■ **Task to carry out**
Copy the following lines word for word, keeping every character unchanged.
══════════════════════════════
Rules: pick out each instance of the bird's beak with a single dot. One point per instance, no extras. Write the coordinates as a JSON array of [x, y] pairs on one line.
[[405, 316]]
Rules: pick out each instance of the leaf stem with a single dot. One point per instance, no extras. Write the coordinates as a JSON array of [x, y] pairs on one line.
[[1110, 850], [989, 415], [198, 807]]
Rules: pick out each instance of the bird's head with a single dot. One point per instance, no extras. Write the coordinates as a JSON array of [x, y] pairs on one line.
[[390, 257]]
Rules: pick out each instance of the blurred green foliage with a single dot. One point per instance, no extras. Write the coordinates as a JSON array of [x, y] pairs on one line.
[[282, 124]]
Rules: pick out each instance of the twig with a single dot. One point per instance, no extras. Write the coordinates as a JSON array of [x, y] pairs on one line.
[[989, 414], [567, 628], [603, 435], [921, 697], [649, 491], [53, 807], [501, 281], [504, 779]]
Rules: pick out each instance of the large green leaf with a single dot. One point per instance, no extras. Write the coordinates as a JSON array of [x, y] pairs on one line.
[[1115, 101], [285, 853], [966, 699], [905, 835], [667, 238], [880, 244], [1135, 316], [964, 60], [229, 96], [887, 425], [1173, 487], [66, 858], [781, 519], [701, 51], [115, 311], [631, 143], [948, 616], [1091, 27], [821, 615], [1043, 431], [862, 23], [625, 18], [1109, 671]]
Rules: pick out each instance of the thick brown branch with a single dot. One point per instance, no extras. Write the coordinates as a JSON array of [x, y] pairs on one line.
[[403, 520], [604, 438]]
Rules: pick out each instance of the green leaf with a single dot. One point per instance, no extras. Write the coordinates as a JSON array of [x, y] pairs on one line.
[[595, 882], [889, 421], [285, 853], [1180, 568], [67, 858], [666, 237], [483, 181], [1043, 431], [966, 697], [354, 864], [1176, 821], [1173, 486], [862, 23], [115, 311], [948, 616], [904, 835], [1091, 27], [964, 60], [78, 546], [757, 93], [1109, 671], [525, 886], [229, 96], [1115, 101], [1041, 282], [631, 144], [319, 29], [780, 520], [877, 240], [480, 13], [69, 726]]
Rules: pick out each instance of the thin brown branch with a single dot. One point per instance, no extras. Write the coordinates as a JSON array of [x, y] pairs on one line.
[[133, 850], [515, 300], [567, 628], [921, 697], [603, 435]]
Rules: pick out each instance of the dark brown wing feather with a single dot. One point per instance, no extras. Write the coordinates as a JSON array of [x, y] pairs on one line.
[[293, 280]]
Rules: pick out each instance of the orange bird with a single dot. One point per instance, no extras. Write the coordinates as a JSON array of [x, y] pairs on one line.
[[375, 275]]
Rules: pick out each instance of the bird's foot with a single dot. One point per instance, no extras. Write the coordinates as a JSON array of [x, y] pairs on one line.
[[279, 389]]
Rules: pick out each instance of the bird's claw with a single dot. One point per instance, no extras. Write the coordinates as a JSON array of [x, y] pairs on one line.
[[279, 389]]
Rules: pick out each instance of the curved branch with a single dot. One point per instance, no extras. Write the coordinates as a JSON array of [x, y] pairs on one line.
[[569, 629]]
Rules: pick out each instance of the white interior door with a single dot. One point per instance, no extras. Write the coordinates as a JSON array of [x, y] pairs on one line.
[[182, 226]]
══════════════════════════════
■ **Written response**
Rules: pick out each instance of the bird's beak with a single dot. One point per instance, no extras. Write the coordinates as a JSON array of [x, y] pairs on one line.
[[405, 316]]
Rules: pick out each instance of the leaf stem with a single dot. One point per instance, no extras. Write the coordinates as a JSON array of [x, y] pairs on one line.
[[1110, 850], [989, 415], [198, 807]]
Rules: pick out each instance of the bird's head with a single dot. One point per instance, no extras. Write the coordinates as a JSON array of [x, y] pairs on one line.
[[390, 257]]
Rules: pick out each instance of the blurred green foliage with a single dot. One point per instance, no extras. Write the coordinates as a JSON array of [x, y] pairs on one line.
[[282, 124]]
Rules: pick out each instance of the twig with a single dot. One point per instance, no extras. Write the coordinates as a JSON array of [x, y] pairs on one line.
[[989, 414], [567, 628], [603, 435], [921, 697], [649, 491], [53, 807], [501, 281], [504, 779]]
Rules: pick out each instance of the large green leaf with a single dot. One point per instance, no extras. Write the coordinates as a JSON array of [x, y] pairs on one line.
[[1115, 101], [285, 853], [966, 699], [905, 835], [667, 238], [880, 244], [1135, 316], [964, 60], [229, 96], [887, 425], [1173, 487], [66, 858], [781, 519], [701, 51], [115, 311], [631, 143], [948, 616], [1091, 27], [821, 615], [1043, 431], [862, 23], [625, 18], [1109, 671]]
Rules: pick out each instance of the thick brown branch with a single dot. One point per instance, no extras. Write the coordinates as a JSON array of [x, y] pairs on one line.
[[403, 520], [604, 438]]
Rules: pick out each instance of the green leaf with a single dot. One point per instance, no extras. Write the coordinates as a JSON array of [x, y] pairs on one line.
[[595, 882], [889, 421], [285, 853], [1180, 568], [67, 858], [666, 237], [483, 181], [1043, 431], [966, 697], [354, 864], [1176, 821], [1173, 486], [862, 23], [115, 311], [948, 616], [904, 835], [1091, 27], [964, 60], [78, 546], [757, 93], [1109, 671], [525, 886], [229, 96], [1115, 101], [1041, 282], [631, 144], [319, 29], [780, 520], [877, 240], [480, 13], [69, 726]]
Rules: pick out each instance of the thin brown branch with a single dot. One point per instance, no extras. Write the coordinates as a JSON array of [x, y] pairs on one line.
[[133, 850], [515, 300], [567, 628], [921, 697], [603, 435]]
Rules: pick out each instance of the dark brown wing feather with a single dot. One point per instance, no extras. Write the coordinates as a JSON array of [x, y] pairs on one line.
[[293, 280]]
Rules: pick out each instance of the orange bird with a single dot. One point per instance, no extras. Write the coordinates as a JSON array of [x, y] pairs on one line.
[[375, 275]]
Rules: pick out each instance of the bird's foot with a single dot. One point per instance, no extras. Write the coordinates as a JSON array of [x, y] pairs on one line.
[[279, 389]]
Rules: pick out each instance of the bird's claw with a single dot. One point per instance, no extras. Write the coordinates as a JSON array of [x, y] pairs on one line.
[[279, 389]]
Rules: pick out each instance of the curved branch with a single dot. One point per instance, no extras. Write the coordinates as a JSON array of [x, y] pairs on one line.
[[569, 629]]
Rules: pick out each instance of the white interior door with a single dot. One point per instance, no extras. Write the coordinates as a JSON array of [x, y] pairs on one line.
[[182, 226]]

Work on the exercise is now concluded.